Write the next part of the forum question about electromagnetic field energy and virtual photons, starting after its last sentence.

===== PAGE

Field energy of/from virtual Photons

Question

I have a slightly out-of line question:

Consider a single electron (or it's current if you please) The EM field surrounding it will (no doubt) have an EM field energy (T) to go with.

The standard description of interaction is by exchanging a virtual photon. (For simplicity suppose, that only one virtual photon (of arbitrary momentum) can be exchanged)

Question: Is there any way to express the EM field energy "in terms of" virtual photons???

Line A: Every virtual photon has energy-momentum. The EM field energy-momentum is some weighted sum over all virtual photons.

Line B: A photons energy-momentum is very different from the EM field energy, because T ~ FF. But what can be said about the EM T of a single photon?

Line C: Your choice

NOTE: Please note that I own a PhD in physics, so you can answer on any level you like.

==========
===== DATASET CONTENT

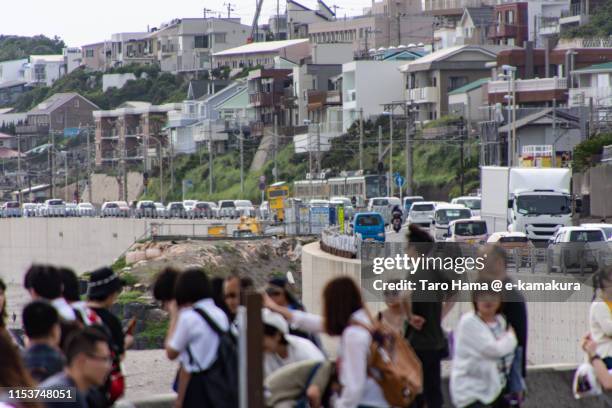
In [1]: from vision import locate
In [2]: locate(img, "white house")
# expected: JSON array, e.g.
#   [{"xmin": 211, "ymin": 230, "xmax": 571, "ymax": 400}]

==========

- TASK OUTPUT -
Answer 1

The assumption that one can express the energy of an electric field in terms of energy carried by separate virtual photons is fundamentally misguided. A virtual photon is a mathematical object that plays a role in calculating various physical quantities by making use of a perturbation series. One formally assigns energy and momentum to such objects, but what matters on a physical level is only the result of the calculation. Therefore it doesn't make much sense to talk about virtual photons in this way.

Answer 2

«Question: Is there any way to express the EM field energy "in terms of" virtual photons???»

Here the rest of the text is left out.